■ **Objective**:
In the rows below, reproduce verbatim every line from the one containing "of the grassy" through the one containing "[[284, 780]]", including both, and nothing else.

(Data extracted from a collection)
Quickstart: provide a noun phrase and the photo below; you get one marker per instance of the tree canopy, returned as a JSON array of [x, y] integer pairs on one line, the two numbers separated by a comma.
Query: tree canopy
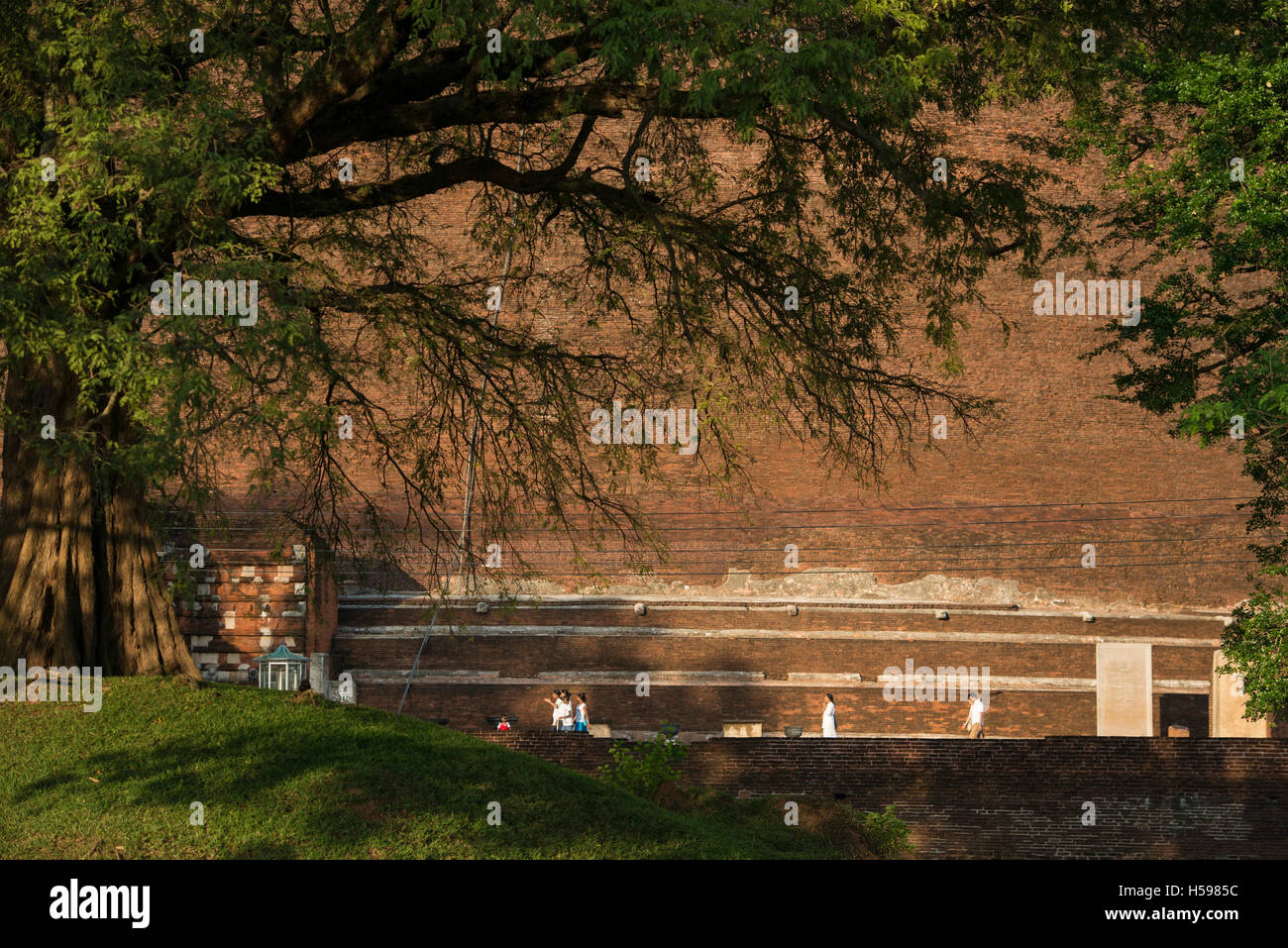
[[150, 141]]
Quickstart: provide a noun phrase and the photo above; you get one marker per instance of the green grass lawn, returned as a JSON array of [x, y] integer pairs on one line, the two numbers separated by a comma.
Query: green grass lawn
[[281, 779]]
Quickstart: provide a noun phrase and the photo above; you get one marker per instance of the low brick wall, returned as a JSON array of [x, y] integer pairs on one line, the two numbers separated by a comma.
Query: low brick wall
[[1153, 797]]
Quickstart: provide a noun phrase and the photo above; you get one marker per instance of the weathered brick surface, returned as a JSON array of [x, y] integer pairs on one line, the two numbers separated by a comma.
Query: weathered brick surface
[[1153, 797], [761, 664]]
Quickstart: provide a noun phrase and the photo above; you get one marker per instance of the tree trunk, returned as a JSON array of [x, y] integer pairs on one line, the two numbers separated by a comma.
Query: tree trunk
[[80, 581]]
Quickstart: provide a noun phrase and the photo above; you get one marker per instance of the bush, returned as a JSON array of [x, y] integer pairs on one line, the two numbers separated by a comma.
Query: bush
[[645, 767], [887, 833]]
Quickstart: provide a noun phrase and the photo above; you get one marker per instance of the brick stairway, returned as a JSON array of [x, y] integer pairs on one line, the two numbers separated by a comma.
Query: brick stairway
[[709, 661]]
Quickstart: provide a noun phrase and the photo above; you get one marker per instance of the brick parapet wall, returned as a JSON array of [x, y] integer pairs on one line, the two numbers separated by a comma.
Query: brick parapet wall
[[1153, 797]]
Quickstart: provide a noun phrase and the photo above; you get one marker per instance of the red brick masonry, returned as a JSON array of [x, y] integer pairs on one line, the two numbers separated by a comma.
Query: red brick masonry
[[1154, 797]]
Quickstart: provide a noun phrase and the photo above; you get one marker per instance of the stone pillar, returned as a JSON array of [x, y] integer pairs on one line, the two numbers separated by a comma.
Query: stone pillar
[[323, 613], [1125, 689], [1228, 703]]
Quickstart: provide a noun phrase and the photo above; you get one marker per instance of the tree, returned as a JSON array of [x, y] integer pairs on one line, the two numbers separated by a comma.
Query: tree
[[162, 141], [1194, 121]]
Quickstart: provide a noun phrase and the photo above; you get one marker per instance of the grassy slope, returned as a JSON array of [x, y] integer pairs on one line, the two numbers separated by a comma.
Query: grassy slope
[[284, 780]]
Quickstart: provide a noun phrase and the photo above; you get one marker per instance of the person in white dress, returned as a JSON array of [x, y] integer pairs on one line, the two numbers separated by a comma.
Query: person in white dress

■ **Solution below**:
Quickstart: provide a noun phrase and the photo above; you get one marker per instance of the grassy slope, returned as a JSON array of [x, y] integer pairs on one line, the two numbers separated by a comma.
Query: grassy slope
[[284, 780]]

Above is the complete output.